The medieval French poet François Villon (15th century) also famously echoes the sentiment in the Ballade des dames du temps jadis ('Ballad of the Ladies of Times Past') with his question:

Mais où sont les neiges d'antan?

'Where are the snows of yesteryear?' (as translated by Dante Gabriel Rossetti)

This refrain was taken up in the bitter and ironic Bertolt Brecht/Kurt Weill "Nannas Lied", expressing the short-term memory without regrets of a hard-bitten prostitute, in the following refrain:

Wo sind die Tränen von gestern abend?

Wo ist der Schnee vom vergangenen Jahr?

'Where are the tears of yesterday evening?

Where is the snow of yesteryear?'

In "Coplas por la muerte de su padre", the 15th-century Spanish poet Jorge Manrique wrote equally famous stanzas about contemporaries that death had taken away:

¿Qué se fizo el rey don Juan?

Los infantes de Aragón

¿qué se ficieron?

¿Qué fue de tanto galán,

qué fue de tanta invención

como trujeron?

Las justas y los torneos

paramentos, bordaduras

y cimeras,

¿fueron sino devaneos?

¿qué fueron sino verduras

de las eras?

'What became of King Don Juan?

The Princes of Aragon,

What became of all of them?

What of so much handsome nobility?

And of all the many fads

They brought with them?

What of their jousts and tournaments,

Gilded ornaments, fancy embroideries

And feathered tops?'

Was all of that meaningless waste?

Was it all anything else but a summer's green

on the fields?'

(tr. Simón Saad)

===German poetry===
The theme also occurs in the ninth-century Old High German poem Muspilli, which contains these lines (60–62):

uuar ist denne diu marha, dar man dar eo mit sinen magon piehc?
diu marha ist farprunnan, diu sela stet pidungan,

ni uueiz mit uuiu puaze: so uerit si za uuize.

'Where is then the land, where man once waged war on/with his kinsmen?

The land is burnt down, the soul stands subdued,

It knows not how to atone: thus it goes to damnation.'

===Persian poetry===
In medieval Persian poetry, ubi sunt is a pervasive theme in The Rubaiyat of Omar Khayyam:

Each Morn a thousand Roses brings, you say:

Yes, but where leaves the Rose of Yesterday?

And this first Summer month that brings the Rose

Shall take Jamshýd and Kaikobád away.

(tr. Edward Fitzgerald)

Frequently in Khayyam there is a play on the sound of the word kū ('where [are they]'), as in the following quatrain:

dar kaargah-e kuzegar-i raftam dush

didam do hazaar kuze guyaa vo khamush

naagaah yek-i kuze baraavard khorush:

ku kuzegar o kuzekhar o kuzeforush?

'In the workshop of a potter I went last night

I saw two thousand pots speaking and silent.

▶ [The problem]: Please name the translator of Villon's line "Mais où sont les neiges d'antan?" according to the passage on the ubi sunt theme.

▶ [Listed entries]:
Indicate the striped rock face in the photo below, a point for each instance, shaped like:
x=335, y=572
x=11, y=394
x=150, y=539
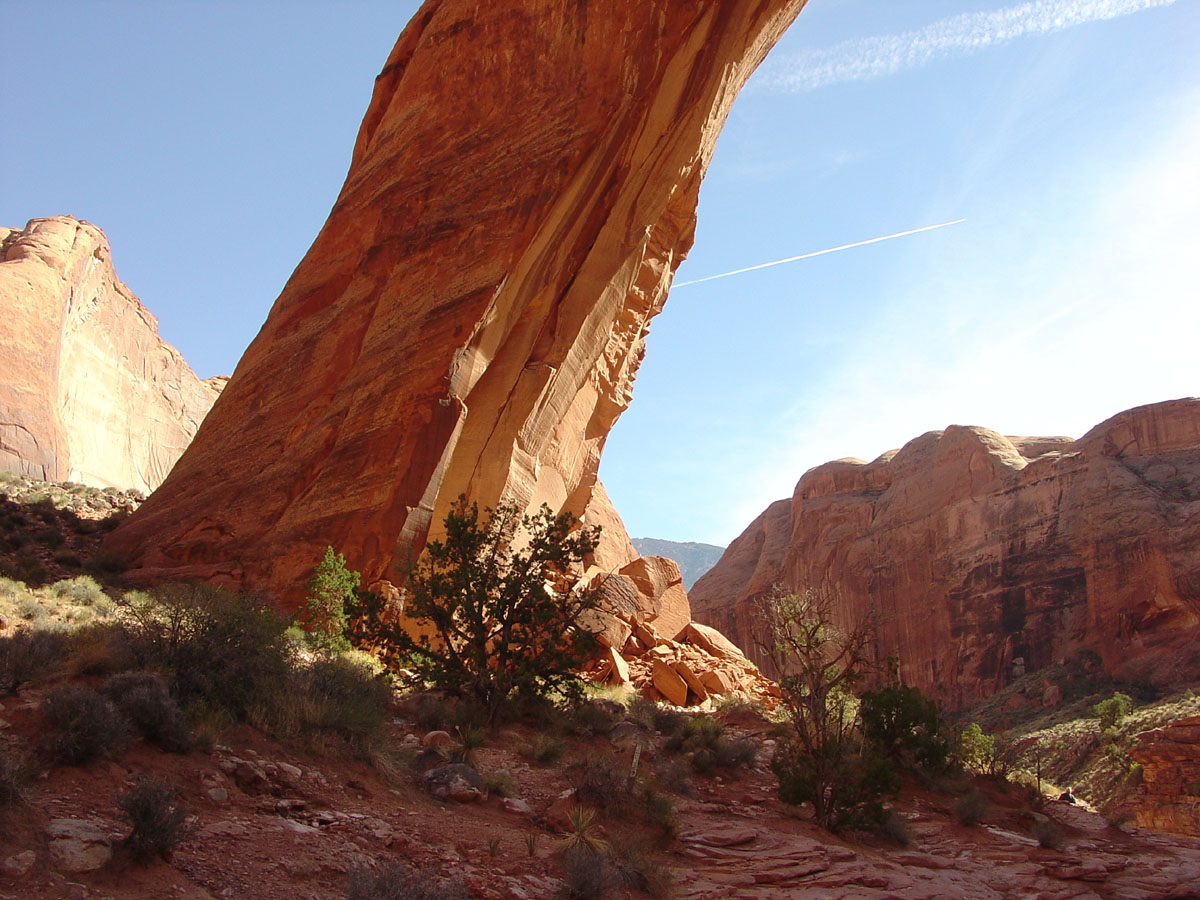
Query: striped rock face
x=983, y=557
x=89, y=393
x=472, y=316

▶ [Answer below]: Dante Gabriel Rossetti